The entries are to be returned exactly as written.

Source data
=== Section Start ===

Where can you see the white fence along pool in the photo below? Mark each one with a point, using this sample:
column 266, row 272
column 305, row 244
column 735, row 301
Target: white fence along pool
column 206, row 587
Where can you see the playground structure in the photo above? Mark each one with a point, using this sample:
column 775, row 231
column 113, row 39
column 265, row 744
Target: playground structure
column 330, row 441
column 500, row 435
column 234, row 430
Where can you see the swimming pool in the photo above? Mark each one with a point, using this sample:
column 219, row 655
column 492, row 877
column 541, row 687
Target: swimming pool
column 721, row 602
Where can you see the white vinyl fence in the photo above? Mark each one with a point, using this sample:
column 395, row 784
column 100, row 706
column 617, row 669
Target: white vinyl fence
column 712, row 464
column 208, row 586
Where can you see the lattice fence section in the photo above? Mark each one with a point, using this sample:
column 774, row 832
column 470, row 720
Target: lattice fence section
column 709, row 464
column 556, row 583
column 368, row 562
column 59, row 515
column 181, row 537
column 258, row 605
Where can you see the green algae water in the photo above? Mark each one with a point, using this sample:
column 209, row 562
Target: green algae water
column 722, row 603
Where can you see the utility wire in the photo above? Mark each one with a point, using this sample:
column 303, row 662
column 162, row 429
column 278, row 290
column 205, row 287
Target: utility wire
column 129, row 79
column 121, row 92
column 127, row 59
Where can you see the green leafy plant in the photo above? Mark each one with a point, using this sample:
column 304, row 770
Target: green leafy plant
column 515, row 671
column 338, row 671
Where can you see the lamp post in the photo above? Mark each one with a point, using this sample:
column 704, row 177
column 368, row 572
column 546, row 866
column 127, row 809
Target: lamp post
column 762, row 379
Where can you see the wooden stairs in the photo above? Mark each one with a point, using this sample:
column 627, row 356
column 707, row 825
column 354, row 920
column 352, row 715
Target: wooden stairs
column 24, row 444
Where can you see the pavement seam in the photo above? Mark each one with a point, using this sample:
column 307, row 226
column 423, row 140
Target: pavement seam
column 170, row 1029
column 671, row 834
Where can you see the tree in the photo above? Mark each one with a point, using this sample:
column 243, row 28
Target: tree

=== Section End ===

Answer to the problem
Where can you see the white fence along pool in the photo below? Mark each one with a point, using this sample:
column 266, row 272
column 305, row 244
column 735, row 301
Target: white fence along pool
column 206, row 587
Where can you see the playground structure in the photo above? Mark each one with a point, using this sample:
column 775, row 231
column 113, row 39
column 265, row 744
Target: playground structure
column 330, row 441
column 500, row 435
column 234, row 430
Where can you see the swimming pool in the photo above? Mark each one with a point, using this sample:
column 219, row 655
column 492, row 877
column 541, row 687
Target: swimming pool
column 721, row 602
Where can you see the white vinyl fence in the photo above? Mark each one with a point, using this sample:
column 395, row 784
column 100, row 706
column 617, row 669
Target: white vinyl fence
column 712, row 464
column 208, row 586
Where can you see the lattice fence section in the photo above? Mark each one with a point, using this sample:
column 774, row 832
column 470, row 720
Target: lattice fence section
column 709, row 464
column 556, row 583
column 368, row 562
column 59, row 515
column 181, row 537
column 258, row 605
Where can you see the green algae water in the photo above? Mark each one with a point, using this sample:
column 209, row 562
Target: green algae water
column 722, row 603
Where can you see the utility wire in the photo above? Mark each one with a point, using this sample:
column 303, row 662
column 162, row 429
column 278, row 290
column 205, row 287
Target: utility wire
column 129, row 79
column 121, row 92
column 127, row 59
Where can you see the green leafy plant in the photo above? Mark each one with a point, using this sample:
column 304, row 770
Target: green leafy plant
column 515, row 671
column 338, row 671
Where can you see the lamp post in the photo above? Mark each one with a point, using this sample:
column 704, row 177
column 368, row 572
column 546, row 866
column 127, row 809
Target: lamp post
column 762, row 379
Where can you see the wooden stairs in the photo above? Mark each one with a point, using this sample:
column 627, row 356
column 707, row 825
column 354, row 920
column 352, row 715
Target: wooden stairs
column 24, row 444
Where can you see the pavement seam in the photo above? Mark each one with a point, using this sample:
column 307, row 226
column 423, row 140
Target: pavement seam
column 170, row 1029
column 671, row 834
Where can you see the tree in the photo above? Mark each one with a point, using this sample:
column 243, row 28
Target: tree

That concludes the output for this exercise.